──────── Document source ────────

5. En juin 1905 Rilke fait un premier séjour à Göttingen, dans sa maison « Loufried » dont le nom renvoie au double sens de Befriedigung qui signifie satisfaction et apaisement ainsi qu’à l’étymologie de Salomé, issu de shalom, la paix. A quelles pertes, déchirures et impuissances Lou a-t-elle dû consentir pour être à même de demeurer paisiblement aux côtés et avec Rilke entre cimes et abîmes ? Et quelle puissance créatrice habite le poète qui ne cesse d’ouvrir l’espace intérieur du monde {Weltinnenraum} et lui offre des vers d’une beauté inouïe !

6. Neuf ans plus tard, elle se rend à l’Ecole de Freud à Vienne. Rilke reprend l’écriture de ses Elégies et lui confie : au lieu de me pénétrer, les impressions me percent. Des traces perceptives archaïques non symbolisées l’agressent, le traversent comme en son absence. En-deçà de toute différenciation entre psyché et soma, espace interne et externe, elles se réactualisent en une hallucination : sa vie est déjà hors de lui (…) passée dans l’amandier en pleine floraison. Il s’identifie à un déchet en travers de la route et lui déclare : Tu es le seul lien qui me rattache au monde humain, en toi seule il est tourné vers moi, me devine, me transmet son souffle. Ewald Tragy ne demandait-il pas déjà une mise en forme ? Que là où est du ça, du moi puisse advenir ? Comme créateur, Rilke peut à présent scénariser ses perceptions mais, comme homme, il s’éloigne de ses agonies primitives sans les relier à des fragments d’histoire, les laissant non intégrées. Lou ajuste sa posture à la sienne comme dans une chorégraphie première : quand je lis (…) ce qui, même dans le contact le plus personnel et le plus intense, reste sans substance et sans voix, – alors, oui, je t’ai auprès de moi. J’ai cette expérience de vie absolument originale que tu es (…) mais de mon côté comment t’assurer de cette proximité indicible ? Elle lui parle alors d’elle pour créer un effet de rencontre et de décentration. Afin que Rilke ne reste pas replié sur la mort en lui, elle lui partage que sa mère vient de mourir, ce qu’à Vienne elle n’a dit à personne. Par le biais de l’associativité dans le transfert, elle requiert sa disponibilité pour un toucher de peau psychique à peau psychique, capable défaire les « plis » figés qui le tiennent prisonnier.

──────── Données disponibles ────────

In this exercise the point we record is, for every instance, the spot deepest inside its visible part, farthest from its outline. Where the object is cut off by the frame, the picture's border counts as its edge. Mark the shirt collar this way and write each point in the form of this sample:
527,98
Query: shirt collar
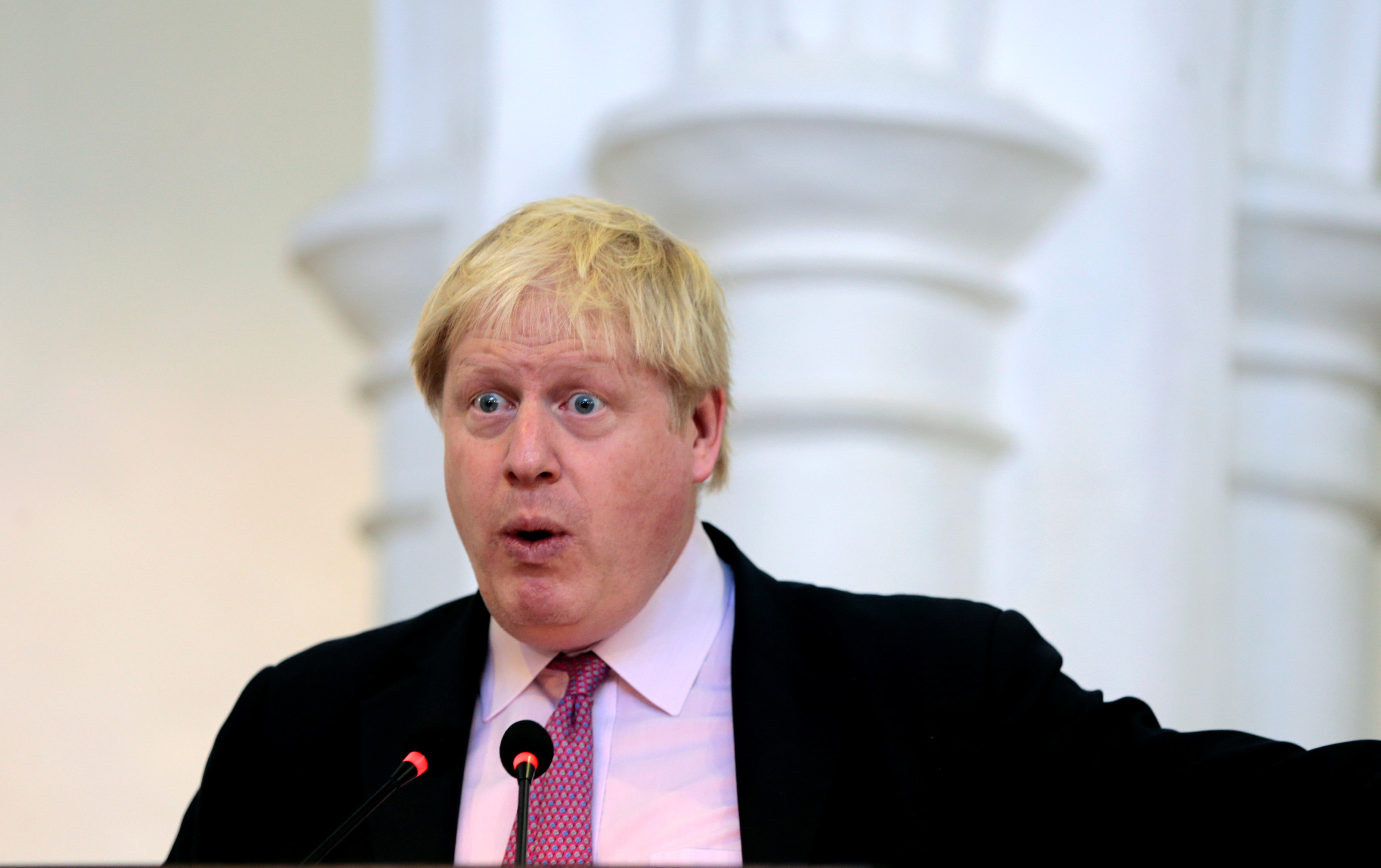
658,653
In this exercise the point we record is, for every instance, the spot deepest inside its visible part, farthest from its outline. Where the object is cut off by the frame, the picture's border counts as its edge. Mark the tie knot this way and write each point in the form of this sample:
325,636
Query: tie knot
586,671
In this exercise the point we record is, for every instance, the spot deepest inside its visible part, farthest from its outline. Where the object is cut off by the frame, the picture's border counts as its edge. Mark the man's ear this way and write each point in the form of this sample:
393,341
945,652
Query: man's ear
707,426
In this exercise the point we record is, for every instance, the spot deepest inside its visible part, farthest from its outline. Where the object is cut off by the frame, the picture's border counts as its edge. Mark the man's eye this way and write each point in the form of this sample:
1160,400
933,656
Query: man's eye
489,402
585,405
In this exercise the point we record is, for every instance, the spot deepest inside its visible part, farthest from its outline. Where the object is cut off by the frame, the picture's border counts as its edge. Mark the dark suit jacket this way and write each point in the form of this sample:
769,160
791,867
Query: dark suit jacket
868,729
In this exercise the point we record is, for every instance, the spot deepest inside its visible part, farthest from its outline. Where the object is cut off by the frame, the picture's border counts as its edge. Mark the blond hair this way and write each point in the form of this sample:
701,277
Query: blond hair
608,267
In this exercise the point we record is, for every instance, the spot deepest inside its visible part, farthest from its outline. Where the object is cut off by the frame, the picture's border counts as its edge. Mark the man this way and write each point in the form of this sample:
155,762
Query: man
576,359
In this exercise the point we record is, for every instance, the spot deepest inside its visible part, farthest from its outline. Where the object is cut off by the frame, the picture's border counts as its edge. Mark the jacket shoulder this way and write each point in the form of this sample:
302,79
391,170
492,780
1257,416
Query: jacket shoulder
368,662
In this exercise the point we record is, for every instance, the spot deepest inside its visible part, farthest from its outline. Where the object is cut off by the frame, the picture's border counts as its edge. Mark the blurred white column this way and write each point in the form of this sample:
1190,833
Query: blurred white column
1307,497
861,198
379,250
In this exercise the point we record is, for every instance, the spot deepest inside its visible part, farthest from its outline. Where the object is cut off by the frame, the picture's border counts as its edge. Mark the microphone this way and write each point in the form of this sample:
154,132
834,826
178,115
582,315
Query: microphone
527,751
436,740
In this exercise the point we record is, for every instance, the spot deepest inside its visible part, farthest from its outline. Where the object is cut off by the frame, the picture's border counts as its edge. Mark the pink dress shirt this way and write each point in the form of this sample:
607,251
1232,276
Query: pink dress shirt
665,788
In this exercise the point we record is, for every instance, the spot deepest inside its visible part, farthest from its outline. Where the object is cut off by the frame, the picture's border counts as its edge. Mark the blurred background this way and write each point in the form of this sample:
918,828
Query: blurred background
1067,305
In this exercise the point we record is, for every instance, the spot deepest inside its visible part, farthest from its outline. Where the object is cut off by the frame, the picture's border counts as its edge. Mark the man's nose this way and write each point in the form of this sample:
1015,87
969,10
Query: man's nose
532,458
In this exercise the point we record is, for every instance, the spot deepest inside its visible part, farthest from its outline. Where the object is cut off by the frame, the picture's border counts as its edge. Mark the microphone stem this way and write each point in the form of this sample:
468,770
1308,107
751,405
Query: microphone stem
401,776
521,841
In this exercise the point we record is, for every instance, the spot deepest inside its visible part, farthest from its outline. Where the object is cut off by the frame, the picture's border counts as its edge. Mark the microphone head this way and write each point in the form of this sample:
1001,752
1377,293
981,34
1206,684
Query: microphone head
527,737
438,744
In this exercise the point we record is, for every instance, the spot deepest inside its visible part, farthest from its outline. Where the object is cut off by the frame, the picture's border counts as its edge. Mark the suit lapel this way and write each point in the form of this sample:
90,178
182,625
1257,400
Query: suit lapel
785,726
417,824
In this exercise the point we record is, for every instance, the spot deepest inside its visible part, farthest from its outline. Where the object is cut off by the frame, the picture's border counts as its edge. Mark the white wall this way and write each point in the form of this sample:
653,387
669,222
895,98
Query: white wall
183,456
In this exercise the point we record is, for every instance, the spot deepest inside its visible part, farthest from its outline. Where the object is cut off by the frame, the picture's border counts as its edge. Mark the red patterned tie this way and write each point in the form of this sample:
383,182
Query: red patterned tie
558,819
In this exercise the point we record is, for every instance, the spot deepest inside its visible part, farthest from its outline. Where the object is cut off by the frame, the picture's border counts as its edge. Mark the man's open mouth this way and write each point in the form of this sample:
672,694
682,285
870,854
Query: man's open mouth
535,540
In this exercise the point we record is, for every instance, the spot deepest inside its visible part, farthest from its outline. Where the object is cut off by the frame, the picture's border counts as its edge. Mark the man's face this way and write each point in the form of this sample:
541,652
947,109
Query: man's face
571,483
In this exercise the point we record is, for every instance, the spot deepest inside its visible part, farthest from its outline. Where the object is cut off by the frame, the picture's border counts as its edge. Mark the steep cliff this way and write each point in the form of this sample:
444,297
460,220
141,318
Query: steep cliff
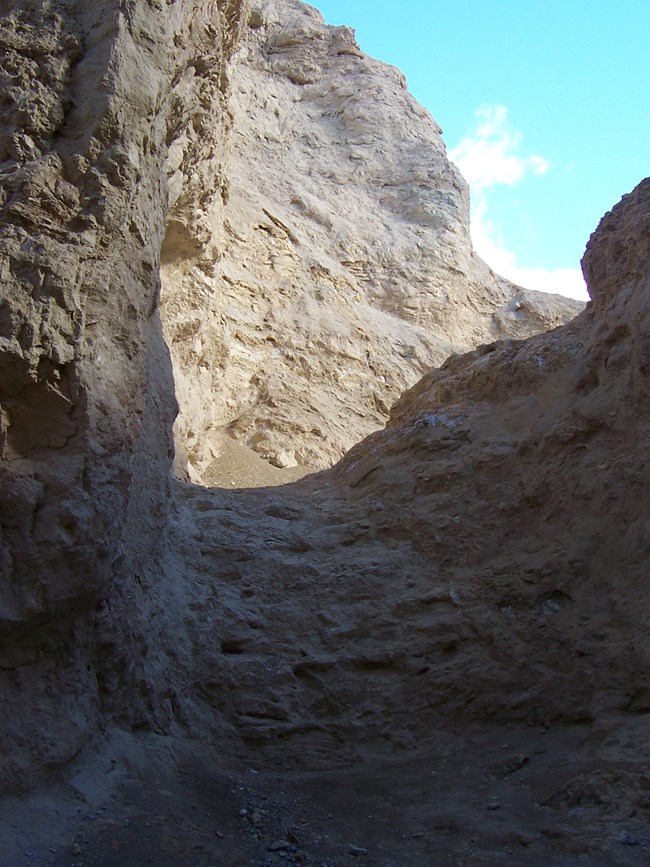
343,267
92,97
482,558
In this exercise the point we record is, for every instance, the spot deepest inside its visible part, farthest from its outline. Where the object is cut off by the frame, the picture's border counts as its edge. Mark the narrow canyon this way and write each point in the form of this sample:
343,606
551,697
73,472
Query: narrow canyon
320,542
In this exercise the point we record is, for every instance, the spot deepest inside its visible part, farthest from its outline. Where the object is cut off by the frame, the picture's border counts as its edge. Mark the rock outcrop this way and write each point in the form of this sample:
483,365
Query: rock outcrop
92,97
341,267
483,557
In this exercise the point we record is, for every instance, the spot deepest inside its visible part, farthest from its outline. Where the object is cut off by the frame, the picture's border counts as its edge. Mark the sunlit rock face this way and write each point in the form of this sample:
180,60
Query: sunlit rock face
341,266
481,559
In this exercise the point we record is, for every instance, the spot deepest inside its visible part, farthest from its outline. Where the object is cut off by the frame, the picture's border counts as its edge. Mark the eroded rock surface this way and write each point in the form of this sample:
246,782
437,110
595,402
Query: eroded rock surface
480,561
341,267
92,94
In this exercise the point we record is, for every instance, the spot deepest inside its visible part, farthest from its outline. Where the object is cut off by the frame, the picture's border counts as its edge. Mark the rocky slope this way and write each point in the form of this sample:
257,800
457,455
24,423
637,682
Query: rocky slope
92,96
341,266
481,559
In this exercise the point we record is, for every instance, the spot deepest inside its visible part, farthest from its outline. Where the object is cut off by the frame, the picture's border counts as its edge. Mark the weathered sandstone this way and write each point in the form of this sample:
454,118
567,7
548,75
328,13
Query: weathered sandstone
483,557
340,267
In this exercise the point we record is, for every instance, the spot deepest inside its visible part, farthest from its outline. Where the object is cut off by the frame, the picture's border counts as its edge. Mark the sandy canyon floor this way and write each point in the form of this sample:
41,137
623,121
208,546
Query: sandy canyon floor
478,795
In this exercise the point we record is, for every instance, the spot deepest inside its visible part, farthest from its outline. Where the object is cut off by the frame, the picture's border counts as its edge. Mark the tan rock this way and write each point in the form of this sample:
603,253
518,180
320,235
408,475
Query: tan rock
344,266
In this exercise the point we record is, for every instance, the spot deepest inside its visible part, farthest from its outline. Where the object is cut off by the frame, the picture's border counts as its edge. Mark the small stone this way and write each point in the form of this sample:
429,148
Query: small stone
278,845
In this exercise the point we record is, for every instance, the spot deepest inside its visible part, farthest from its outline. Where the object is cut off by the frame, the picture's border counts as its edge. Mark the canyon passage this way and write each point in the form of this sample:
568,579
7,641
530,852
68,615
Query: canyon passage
320,542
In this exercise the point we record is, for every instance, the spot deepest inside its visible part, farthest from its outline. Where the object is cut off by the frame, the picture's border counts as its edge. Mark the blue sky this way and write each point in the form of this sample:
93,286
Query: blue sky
544,105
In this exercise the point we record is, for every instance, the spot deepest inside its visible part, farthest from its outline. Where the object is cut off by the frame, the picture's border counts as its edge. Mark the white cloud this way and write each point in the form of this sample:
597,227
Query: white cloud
493,155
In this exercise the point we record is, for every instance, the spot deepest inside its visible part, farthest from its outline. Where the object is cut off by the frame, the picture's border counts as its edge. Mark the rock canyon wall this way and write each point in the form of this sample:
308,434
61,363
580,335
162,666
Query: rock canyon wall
481,558
92,98
341,267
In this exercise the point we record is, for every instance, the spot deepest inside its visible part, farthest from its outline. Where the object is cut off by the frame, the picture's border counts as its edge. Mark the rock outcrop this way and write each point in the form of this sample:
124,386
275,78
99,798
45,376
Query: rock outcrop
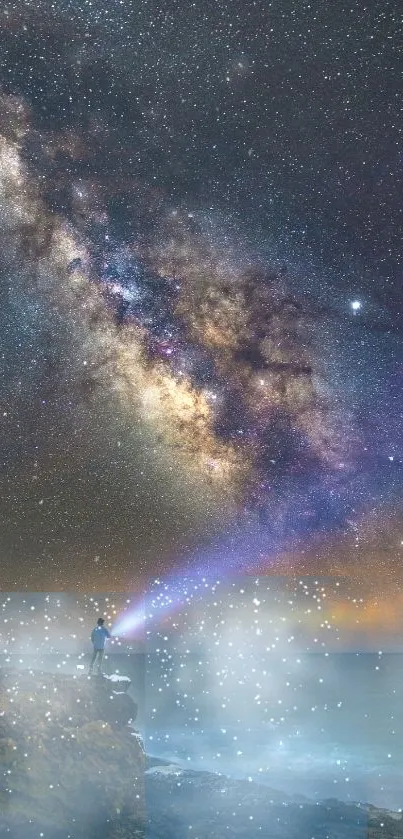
70,765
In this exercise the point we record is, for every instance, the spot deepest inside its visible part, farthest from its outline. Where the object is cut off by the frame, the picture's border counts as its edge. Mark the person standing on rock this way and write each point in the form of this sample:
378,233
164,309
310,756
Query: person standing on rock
98,637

────────

Dans le texte sur Rilke et Lou, recopiez tout ce qui va de « 5. En juin 1905 » jusqu'à « beauté inouïe ! ».

5. En juin 1905 Rilke fait un premier séjour à Göttingen, dans sa maison « Loufried » dont le nom renvoie au double sens de Befriedigung qui signifie satisfaction et apaisement ainsi qu’à l’étymologie de Salomé, issu de shalom, la paix. A quelles pertes, déchirures et impuissances Lou a-t-elle dû consentir pour être à même de demeurer paisiblement aux côtés et avec Rilke entre cimes et abîmes ? Et quelle puissance créatrice habite le poète qui ne cesse d’ouvrir l’espace intérieur du monde {Weltinnenraum} et lui offre des vers d’une beauté inouïe !